__Exercise inputs__:
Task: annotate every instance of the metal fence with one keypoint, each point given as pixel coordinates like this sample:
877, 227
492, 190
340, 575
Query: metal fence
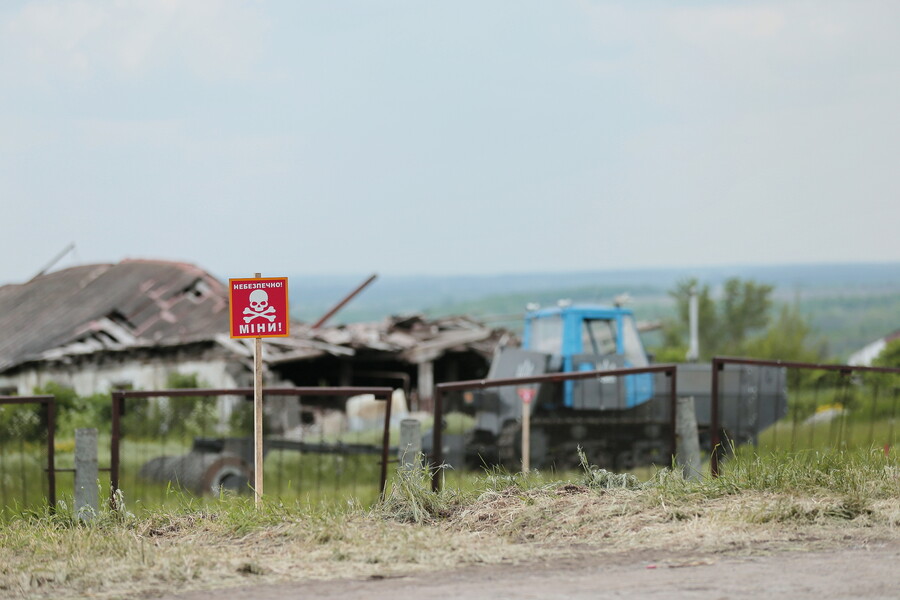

__Work item__: Everything in the records should be repeated exactly except the images.

__Answer below__:
Task: annotate every instance of the metal fence with one keypoint, each point given as pixel coordinates like this sample:
877, 227
492, 190
340, 575
Query: metal fence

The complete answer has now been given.